| STATED TASK |
List every line in the records below that contains the word "baby", matching case exactly.

______

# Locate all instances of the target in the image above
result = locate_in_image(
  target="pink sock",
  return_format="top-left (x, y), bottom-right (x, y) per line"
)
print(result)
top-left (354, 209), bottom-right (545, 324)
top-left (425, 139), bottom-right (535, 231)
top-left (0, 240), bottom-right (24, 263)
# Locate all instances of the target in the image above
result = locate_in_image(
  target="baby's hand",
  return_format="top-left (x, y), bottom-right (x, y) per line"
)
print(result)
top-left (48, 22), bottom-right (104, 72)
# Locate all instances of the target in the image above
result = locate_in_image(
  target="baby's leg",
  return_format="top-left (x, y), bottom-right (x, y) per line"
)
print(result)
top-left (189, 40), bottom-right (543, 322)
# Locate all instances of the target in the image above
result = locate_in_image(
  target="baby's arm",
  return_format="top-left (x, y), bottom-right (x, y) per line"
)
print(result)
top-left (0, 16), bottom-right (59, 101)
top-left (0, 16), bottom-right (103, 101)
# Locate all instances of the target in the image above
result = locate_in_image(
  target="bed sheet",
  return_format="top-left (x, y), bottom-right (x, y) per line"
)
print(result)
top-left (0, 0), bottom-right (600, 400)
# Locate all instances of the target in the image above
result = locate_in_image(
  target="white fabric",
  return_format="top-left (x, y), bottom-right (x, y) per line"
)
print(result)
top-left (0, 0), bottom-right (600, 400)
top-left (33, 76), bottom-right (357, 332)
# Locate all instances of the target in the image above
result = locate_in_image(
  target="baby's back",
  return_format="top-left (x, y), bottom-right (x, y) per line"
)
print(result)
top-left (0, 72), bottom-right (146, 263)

______

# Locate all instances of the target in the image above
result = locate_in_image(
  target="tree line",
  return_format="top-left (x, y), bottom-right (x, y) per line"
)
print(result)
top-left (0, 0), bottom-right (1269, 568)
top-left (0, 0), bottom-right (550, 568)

______

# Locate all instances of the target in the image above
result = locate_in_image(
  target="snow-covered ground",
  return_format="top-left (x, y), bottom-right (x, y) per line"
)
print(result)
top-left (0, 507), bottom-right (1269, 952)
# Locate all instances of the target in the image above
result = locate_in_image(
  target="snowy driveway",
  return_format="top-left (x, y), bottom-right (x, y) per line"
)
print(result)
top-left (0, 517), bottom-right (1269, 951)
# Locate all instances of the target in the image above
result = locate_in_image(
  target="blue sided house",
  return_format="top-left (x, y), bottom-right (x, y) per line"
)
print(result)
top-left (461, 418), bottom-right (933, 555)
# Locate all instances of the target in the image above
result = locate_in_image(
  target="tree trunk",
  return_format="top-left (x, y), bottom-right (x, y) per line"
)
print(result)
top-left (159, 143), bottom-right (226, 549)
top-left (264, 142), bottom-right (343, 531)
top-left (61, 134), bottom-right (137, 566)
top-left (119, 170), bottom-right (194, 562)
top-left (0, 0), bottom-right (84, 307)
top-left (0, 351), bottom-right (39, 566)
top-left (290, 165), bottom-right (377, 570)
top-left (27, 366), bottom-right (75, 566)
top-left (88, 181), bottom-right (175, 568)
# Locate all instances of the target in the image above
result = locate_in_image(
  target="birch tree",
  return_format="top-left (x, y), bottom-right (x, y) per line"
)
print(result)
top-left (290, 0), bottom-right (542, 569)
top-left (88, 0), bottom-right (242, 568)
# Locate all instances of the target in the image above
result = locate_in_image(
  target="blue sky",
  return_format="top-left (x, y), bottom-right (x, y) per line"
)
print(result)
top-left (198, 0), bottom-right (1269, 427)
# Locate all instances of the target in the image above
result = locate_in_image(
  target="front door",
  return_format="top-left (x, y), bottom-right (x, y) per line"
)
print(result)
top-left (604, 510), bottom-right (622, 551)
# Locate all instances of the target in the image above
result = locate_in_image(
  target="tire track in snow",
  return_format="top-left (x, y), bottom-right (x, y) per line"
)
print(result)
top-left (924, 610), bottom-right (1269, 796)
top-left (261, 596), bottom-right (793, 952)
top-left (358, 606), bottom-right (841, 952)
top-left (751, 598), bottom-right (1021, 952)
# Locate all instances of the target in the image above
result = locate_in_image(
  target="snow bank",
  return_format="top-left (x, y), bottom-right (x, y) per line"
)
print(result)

______

| EXERCISE RESPONSE |
  target="baby's hand",
  target="baby's leg",
  target="baby's arm",
  target="baby's back",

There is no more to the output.